# SET TASK
Reproduce the text on UK fire appliances word for word, in full.

# TEXT SHOWN

============

Fire appliances (also known as fire engines or fire tenders) used by the fire service in the United Kingdom fit into several distinct categories and perform a wide range of general and specialised roles.
Modern day fire appliances are technologically advanced machines compared to the steam-powered water-pumping ones of a hundred years ago. The modern appliance is capable of carrying a multitude of equipment and firefighting media (such as water and foam) to deal with different types of emergencies ranging from fires, rescues, vehicle extrication, floods, salvage, casualty and trauma care.
The design and size of a fire appliance depends very much upon the role it is expected to perform. In general, most fire and rescue services utilise a standardised range of vehicles and equipment. However, airport fire services tend to use much larger and heavier appliances than those typically deployed by public fire services.
Common UK fire appliance manufacturers and suppliers include Dennis, Scania, Volvo, HCB Angus, JDC, EmergencyOne, Angloco and Carmichael. Most front line fire appliances in the UK are marked in high conspicuity red and yellow battenburg markings, and are fitted with blue lights and sirens. Many appliances have roller shutter doors revealing compartments housing various items of equipment.

============

[Coordinate annotation rows]
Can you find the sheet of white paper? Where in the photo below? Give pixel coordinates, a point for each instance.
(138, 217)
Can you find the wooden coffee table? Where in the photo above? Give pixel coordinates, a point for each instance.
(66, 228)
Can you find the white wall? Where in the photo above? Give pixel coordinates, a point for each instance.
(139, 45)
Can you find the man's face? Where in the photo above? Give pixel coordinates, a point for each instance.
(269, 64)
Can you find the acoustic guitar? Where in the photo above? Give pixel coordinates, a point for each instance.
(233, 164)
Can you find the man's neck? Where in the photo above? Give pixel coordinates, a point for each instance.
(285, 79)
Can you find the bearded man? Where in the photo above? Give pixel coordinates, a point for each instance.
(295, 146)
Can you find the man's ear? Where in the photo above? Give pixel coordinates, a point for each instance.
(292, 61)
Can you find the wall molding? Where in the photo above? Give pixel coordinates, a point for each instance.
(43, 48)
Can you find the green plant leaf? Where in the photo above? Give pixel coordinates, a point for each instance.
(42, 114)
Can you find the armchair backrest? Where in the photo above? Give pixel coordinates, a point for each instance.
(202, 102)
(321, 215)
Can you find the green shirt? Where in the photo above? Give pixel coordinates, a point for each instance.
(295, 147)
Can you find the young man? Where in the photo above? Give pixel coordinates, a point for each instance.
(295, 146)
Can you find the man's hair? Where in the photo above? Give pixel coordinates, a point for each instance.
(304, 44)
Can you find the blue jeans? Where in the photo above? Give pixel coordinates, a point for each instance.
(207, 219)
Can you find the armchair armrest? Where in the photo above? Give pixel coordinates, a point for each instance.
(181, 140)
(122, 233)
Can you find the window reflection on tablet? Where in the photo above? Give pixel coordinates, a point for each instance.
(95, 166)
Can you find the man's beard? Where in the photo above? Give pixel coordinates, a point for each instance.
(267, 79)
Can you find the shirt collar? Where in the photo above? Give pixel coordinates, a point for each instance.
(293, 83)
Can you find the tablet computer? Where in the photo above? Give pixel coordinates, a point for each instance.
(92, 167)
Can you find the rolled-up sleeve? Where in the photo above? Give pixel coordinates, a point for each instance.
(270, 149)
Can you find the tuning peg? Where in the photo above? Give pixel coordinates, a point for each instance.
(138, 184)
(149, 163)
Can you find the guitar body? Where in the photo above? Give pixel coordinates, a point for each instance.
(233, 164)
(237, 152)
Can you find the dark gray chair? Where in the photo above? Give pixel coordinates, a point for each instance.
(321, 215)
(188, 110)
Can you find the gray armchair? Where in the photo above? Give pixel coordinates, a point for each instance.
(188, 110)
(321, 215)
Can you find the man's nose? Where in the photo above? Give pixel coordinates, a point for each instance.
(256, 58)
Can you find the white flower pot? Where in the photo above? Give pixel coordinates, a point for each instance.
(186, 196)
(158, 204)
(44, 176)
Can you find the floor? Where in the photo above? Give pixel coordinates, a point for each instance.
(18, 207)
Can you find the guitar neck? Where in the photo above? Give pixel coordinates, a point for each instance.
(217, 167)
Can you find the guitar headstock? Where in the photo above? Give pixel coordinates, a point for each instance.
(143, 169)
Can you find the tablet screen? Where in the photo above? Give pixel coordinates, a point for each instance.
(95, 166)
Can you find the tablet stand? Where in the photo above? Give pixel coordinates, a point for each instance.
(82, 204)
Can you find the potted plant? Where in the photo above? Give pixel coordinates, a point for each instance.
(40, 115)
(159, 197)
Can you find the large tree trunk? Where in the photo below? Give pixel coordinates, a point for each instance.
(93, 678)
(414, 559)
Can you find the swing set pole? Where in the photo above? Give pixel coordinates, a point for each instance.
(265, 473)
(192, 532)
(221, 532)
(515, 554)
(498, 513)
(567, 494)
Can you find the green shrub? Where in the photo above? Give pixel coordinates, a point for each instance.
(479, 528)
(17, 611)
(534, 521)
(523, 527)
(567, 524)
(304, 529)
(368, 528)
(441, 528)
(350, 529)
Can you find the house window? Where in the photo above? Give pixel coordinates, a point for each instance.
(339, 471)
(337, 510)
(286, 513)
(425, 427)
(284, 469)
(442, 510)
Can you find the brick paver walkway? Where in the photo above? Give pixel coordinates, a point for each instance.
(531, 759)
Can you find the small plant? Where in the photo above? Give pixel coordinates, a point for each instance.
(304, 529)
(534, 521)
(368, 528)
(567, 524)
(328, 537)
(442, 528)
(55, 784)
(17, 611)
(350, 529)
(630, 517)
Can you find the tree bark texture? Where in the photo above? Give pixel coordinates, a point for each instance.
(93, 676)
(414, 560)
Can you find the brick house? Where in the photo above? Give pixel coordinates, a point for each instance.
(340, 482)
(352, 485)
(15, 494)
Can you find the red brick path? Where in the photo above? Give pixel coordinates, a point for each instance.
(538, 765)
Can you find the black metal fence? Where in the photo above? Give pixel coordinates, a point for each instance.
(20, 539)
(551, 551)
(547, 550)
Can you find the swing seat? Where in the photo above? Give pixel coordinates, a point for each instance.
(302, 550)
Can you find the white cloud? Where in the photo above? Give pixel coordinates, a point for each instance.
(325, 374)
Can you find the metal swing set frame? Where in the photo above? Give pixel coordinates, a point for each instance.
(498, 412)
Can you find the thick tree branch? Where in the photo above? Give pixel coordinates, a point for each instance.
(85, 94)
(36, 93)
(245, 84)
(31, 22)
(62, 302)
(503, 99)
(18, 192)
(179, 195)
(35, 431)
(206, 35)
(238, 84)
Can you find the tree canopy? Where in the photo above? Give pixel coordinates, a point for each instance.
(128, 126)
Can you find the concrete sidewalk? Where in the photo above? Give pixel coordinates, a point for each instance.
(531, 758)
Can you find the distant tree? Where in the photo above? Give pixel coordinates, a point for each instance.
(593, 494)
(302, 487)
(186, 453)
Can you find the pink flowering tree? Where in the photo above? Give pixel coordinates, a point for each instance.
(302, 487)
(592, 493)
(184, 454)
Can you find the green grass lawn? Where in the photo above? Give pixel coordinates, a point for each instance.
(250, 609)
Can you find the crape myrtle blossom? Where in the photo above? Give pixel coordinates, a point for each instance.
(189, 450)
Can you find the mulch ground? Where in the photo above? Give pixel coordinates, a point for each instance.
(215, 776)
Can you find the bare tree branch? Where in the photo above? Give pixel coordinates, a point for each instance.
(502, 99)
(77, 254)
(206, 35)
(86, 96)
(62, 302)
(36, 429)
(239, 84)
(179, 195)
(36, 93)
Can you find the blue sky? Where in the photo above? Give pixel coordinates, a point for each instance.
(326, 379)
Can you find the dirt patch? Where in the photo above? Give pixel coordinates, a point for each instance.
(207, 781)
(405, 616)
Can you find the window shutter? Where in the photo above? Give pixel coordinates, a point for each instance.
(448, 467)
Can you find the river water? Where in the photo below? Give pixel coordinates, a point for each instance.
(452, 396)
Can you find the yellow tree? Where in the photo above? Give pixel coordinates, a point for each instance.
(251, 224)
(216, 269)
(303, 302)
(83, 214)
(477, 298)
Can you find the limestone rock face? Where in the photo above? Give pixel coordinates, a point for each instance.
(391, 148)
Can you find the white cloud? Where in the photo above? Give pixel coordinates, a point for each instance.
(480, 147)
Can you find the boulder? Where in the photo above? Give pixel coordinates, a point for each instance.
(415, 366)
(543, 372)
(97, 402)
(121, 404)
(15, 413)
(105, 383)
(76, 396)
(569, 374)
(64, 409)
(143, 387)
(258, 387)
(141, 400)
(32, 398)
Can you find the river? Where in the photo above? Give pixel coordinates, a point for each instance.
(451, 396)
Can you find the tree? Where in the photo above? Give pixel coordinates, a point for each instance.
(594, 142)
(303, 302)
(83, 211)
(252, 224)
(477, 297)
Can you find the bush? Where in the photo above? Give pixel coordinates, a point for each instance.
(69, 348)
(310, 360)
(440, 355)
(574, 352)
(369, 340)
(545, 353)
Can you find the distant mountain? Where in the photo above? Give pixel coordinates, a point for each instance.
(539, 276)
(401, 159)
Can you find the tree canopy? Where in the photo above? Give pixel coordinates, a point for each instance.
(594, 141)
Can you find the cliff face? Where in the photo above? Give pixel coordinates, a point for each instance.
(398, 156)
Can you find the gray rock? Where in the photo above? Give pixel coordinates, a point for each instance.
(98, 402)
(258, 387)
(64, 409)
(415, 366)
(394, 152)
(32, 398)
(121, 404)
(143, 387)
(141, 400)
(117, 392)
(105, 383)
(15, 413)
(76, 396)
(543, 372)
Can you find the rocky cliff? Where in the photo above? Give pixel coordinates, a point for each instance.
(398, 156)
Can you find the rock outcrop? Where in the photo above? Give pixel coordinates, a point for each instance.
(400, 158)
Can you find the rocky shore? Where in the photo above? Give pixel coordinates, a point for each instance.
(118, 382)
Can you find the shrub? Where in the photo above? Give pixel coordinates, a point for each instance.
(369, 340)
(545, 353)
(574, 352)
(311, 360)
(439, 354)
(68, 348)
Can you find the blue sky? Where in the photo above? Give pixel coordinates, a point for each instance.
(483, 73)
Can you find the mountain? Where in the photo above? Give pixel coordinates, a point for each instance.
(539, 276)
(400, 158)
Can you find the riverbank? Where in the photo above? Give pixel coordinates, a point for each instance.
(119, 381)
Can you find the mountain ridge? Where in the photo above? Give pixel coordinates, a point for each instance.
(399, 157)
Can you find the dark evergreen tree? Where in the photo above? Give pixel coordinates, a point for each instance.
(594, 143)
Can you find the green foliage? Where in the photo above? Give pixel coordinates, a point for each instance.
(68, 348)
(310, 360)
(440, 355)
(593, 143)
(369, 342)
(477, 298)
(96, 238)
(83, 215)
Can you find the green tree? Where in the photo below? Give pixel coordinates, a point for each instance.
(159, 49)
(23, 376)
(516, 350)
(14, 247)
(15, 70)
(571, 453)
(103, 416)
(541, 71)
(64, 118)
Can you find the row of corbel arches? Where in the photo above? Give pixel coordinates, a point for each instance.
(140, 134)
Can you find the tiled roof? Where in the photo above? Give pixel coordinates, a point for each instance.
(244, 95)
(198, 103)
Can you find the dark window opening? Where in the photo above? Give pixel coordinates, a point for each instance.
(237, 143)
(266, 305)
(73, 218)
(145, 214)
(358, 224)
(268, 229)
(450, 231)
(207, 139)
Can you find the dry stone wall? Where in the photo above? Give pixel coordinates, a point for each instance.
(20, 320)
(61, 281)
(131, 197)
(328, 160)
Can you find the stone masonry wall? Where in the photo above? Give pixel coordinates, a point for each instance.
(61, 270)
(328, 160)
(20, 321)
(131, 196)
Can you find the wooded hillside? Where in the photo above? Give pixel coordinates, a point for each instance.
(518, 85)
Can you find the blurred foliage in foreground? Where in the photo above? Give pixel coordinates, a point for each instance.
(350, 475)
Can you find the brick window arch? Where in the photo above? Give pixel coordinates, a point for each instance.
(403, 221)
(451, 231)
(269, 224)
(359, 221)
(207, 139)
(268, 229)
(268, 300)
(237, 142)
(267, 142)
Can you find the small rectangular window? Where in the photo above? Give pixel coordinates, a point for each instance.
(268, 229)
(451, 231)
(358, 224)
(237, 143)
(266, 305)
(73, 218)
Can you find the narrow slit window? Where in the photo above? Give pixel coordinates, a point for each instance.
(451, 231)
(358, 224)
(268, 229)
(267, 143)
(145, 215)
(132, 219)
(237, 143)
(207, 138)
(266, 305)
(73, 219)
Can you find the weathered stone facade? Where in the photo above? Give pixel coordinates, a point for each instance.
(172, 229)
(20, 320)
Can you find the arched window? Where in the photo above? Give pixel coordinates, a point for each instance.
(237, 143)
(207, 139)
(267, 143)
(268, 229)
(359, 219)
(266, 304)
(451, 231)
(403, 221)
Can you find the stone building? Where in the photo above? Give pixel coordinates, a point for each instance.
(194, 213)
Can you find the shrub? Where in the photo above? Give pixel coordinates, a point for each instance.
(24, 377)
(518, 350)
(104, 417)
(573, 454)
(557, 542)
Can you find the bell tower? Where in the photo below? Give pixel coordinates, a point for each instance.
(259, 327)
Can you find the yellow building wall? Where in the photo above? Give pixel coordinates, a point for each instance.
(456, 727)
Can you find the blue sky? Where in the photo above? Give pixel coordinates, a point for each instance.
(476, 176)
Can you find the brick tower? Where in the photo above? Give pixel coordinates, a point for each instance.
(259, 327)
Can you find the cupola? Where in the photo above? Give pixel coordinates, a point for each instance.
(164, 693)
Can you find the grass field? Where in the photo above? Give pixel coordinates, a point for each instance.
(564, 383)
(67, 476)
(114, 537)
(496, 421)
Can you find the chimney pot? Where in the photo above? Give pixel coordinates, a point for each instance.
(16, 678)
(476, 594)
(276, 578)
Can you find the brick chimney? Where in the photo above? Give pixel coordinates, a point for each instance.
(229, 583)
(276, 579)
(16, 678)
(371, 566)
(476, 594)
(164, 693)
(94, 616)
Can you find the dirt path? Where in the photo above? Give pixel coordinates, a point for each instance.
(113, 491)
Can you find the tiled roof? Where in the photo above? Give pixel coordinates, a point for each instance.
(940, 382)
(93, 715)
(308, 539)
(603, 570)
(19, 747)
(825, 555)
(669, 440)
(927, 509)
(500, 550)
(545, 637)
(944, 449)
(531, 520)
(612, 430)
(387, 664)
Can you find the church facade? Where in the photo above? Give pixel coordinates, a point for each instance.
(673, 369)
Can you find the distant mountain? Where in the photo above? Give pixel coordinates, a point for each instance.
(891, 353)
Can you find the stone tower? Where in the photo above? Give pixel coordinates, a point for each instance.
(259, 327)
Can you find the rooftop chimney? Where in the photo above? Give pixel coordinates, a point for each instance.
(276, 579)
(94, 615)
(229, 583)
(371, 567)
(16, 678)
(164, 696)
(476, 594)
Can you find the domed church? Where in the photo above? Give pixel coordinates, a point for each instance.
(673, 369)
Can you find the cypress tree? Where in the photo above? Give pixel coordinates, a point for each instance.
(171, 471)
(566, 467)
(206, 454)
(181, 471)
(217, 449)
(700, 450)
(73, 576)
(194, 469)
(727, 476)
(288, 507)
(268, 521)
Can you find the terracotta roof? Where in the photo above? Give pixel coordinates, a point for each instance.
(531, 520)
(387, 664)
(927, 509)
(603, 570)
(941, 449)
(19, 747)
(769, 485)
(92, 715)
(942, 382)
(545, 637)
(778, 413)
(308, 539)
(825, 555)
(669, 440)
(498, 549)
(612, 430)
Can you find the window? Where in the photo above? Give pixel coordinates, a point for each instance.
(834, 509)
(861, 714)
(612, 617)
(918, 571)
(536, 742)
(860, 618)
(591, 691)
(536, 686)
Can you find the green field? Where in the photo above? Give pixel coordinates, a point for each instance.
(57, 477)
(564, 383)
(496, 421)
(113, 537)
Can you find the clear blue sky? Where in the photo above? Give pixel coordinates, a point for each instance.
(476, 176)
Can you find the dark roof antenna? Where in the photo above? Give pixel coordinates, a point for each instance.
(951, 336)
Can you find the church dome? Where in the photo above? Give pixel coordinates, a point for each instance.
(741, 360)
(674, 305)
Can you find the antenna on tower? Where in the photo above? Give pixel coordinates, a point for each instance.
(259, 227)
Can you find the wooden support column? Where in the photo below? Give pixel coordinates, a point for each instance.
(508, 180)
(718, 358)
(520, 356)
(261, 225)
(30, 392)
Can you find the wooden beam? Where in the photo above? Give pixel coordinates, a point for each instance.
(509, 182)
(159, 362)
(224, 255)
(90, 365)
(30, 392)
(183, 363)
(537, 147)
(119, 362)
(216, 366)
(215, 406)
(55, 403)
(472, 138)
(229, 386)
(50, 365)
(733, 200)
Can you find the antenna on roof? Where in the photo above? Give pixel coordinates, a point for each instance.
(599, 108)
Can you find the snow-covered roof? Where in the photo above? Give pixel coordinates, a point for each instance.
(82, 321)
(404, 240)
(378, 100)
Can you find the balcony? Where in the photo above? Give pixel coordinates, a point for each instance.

============

# COMPLETE RESPONSE
Fire appliances (also known as fire engines or fire tenders) used by the fire service in the United Kingdom fit into several distinct categories and perform a wide range of general and specialised roles.
Modern day fire appliances are technologically advanced machines compared to the steam-powered water-pumping ones of a hundred years ago. The modern appliance is capable of carrying a multitude of equipment and firefighting media (such as water and foam) to deal with different types of emergencies ranging from fires, rescues, vehicle extrication, floods, salvage, casualty and trauma care.
The design and size of a fire appliance depends very much upon the role it is expected to perform. In general, most fire and rescue services utilise a standardised range of vehicles and equipment. However, airport fire services tend to use much larger and heavier appliances than those typically deployed by public fire services.
Common UK fire appliance manufacturers and suppliers include Dennis, Scania, Volvo, HCB Angus, JDC, EmergencyOne, Angloco and Carmichael. Most front line fire appliances in the UK are marked in high conspicuity red and yellow battenburg markings, and are fitted with blue lights and sirens. Many appliances have roller shutter doors revealing compartments housing various items of equipment.